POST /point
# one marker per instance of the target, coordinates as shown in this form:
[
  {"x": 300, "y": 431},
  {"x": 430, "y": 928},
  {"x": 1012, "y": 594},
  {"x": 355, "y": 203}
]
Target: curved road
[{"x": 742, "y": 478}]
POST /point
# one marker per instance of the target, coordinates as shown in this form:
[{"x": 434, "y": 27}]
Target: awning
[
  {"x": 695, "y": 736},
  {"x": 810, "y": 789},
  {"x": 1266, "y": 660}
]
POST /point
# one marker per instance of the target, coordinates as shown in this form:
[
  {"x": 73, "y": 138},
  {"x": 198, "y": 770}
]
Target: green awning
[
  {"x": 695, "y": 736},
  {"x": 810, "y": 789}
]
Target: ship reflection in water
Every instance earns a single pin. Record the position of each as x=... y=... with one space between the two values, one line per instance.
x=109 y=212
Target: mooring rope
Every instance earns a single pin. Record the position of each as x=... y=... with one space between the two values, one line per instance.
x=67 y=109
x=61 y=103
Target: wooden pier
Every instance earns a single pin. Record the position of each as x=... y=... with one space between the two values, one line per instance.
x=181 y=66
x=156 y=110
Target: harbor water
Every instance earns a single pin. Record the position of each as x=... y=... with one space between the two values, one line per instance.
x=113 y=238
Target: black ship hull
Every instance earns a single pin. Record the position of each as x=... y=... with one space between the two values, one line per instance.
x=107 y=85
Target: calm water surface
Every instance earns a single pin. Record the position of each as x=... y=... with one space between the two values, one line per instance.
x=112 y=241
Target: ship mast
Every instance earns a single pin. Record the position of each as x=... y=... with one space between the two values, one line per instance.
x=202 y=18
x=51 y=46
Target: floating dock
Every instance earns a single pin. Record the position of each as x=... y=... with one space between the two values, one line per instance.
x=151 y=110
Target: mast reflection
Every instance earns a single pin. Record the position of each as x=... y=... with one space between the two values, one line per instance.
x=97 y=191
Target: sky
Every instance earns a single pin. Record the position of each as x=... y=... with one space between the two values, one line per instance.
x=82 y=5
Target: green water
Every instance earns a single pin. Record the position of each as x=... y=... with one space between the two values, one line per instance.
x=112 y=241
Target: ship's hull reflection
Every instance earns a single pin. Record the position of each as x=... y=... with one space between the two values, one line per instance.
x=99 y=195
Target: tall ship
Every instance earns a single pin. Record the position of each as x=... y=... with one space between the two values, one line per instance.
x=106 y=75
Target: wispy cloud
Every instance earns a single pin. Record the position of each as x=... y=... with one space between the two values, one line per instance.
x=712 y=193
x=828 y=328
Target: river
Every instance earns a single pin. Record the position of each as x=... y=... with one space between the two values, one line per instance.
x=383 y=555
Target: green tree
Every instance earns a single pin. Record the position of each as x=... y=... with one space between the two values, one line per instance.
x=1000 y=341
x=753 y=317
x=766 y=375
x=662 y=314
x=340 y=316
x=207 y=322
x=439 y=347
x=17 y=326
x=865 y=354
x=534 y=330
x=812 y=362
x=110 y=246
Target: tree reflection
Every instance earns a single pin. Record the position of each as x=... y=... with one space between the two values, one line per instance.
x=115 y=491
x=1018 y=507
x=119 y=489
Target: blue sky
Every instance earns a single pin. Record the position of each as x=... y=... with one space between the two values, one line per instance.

+++

▸ What you need to do
Reproduce every row above verbatim, changing nothing.

▸ Result
POST /point
# one marker per instance of the target, coordinates as shown in this form:
[
  {"x": 300, "y": 431},
  {"x": 430, "y": 928},
  {"x": 1012, "y": 594},
  {"x": 355, "y": 203}
]
Target: curved road
[{"x": 742, "y": 478}]
POST /point
# one marker per instance of the target, coordinates as shown in this form:
[{"x": 434, "y": 27}]
Target: awning
[
  {"x": 695, "y": 736},
  {"x": 810, "y": 789},
  {"x": 1266, "y": 660}
]
POST /point
# one marker per instance of the target, coordinates as shown in this form:
[
  {"x": 73, "y": 138},
  {"x": 198, "y": 770}
]
Target: green awning
[
  {"x": 695, "y": 736},
  {"x": 810, "y": 789}
]
Target: ship reflection in water
Every instance earns a single pin. Record the position of each as x=... y=... with one space between the two values, one line per instance.
x=109 y=212
Target: mooring rope
Every instance earns a single pin. Record the position of each as x=... y=... with one space between the two values, one line per instance.
x=67 y=109
x=61 y=103
Target: wooden pier
Every instance earns a single pin. Record the position of each as x=... y=... with one space between the two values, one line per instance.
x=181 y=66
x=156 y=110
Target: harbor water
Every instance earns a single pin. Record the position of each as x=... y=... with one space between the two values, one line per instance.
x=113 y=238
Target: black ship hull
Every instance earns a single pin. Record the position of each as x=... y=... with one space between the two values, one line per instance.
x=107 y=85
Target: calm water surface
Every instance earns a single pin. Record the position of each as x=... y=... with one space between the two values, one line per instance.
x=112 y=241
Target: ship mast
Every instance earns a single pin. Record the position of each as x=... y=... with one space between the two values, one line per instance.
x=202 y=18
x=51 y=46
Target: floating dock
Every instance earns a single pin. Record the position of each as x=... y=... with one space between the two values, one line per instance.
x=151 y=110
Target: mast reflection
Every instance earns a single pin. Record the position of each as x=... y=... with one space between the two values, one line per instance.
x=97 y=191
Target: sky
Every instance earns a single pin. Record the position of each as x=... y=... with one space between the two values, one line per instance.
x=82 y=5
Target: green water
Every instance earns a single pin. Record the position of each as x=... y=... with one space between the two values, one line per instance.
x=112 y=241
Target: ship's hull reflection
Every instance earns a single pin. Record the position of each as x=... y=... with one space between the two values, one line per instance.
x=99 y=195
Target: tall ship
Every instance earns a single pin. Record the position of each as x=... y=... with one space between the two values, one line per instance.
x=106 y=75
Target: wispy cloud
Every instance earns a single pin. Record the position of each as x=... y=... with one space between the two values, one line per instance.
x=712 y=193
x=828 y=328
Target: river
Every instance earns a single pin. Record the position of each as x=... y=... with one space between the two values, one line per instance.
x=383 y=555
Target: green tree
Every instance earns a single pin. Record the position of each as x=... y=... with one space between the two values, one line per instance.
x=1000 y=341
x=753 y=317
x=766 y=375
x=662 y=314
x=340 y=316
x=207 y=322
x=439 y=347
x=17 y=326
x=865 y=354
x=534 y=330
x=812 y=362
x=110 y=246
Target: tree reflection
Every instance earns a single pin. Record the position of each as x=... y=... with one space between the two values, one line per instance.
x=115 y=491
x=1018 y=507
x=119 y=489
Target: blue sky
Every instance earns a single pin. Record the position of each as x=... y=... with one space between the two values, one line per instance.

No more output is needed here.